==== Records for the exercise ====
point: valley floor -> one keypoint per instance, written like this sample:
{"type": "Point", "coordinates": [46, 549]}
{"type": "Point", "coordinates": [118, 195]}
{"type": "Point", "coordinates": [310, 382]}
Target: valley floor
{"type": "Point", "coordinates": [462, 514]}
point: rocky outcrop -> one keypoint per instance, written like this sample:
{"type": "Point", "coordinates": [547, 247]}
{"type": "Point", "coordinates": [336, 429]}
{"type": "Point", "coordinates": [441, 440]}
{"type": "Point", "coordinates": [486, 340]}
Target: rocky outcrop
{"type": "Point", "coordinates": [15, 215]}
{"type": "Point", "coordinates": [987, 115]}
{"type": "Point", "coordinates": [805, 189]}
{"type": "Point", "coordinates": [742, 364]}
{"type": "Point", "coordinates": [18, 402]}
====
▸ Your goal
Update the rows above by replacing "keypoint" with "marker" wherever it occurs, and leave everything else unchanged.

▸ Answer
point: valley floor -> one marker per instance, written like this sample:
{"type": "Point", "coordinates": [46, 549]}
{"type": "Point", "coordinates": [118, 195]}
{"type": "Point", "coordinates": [310, 382]}
Target: valley floor
{"type": "Point", "coordinates": [462, 514]}
point: rocky outcrop -> one marker per instance, written like this sample:
{"type": "Point", "coordinates": [547, 247]}
{"type": "Point", "coordinates": [336, 429]}
{"type": "Point", "coordinates": [441, 440]}
{"type": "Point", "coordinates": [486, 340]}
Target: rocky outcrop
{"type": "Point", "coordinates": [15, 215]}
{"type": "Point", "coordinates": [987, 115]}
{"type": "Point", "coordinates": [805, 189]}
{"type": "Point", "coordinates": [742, 364]}
{"type": "Point", "coordinates": [18, 402]}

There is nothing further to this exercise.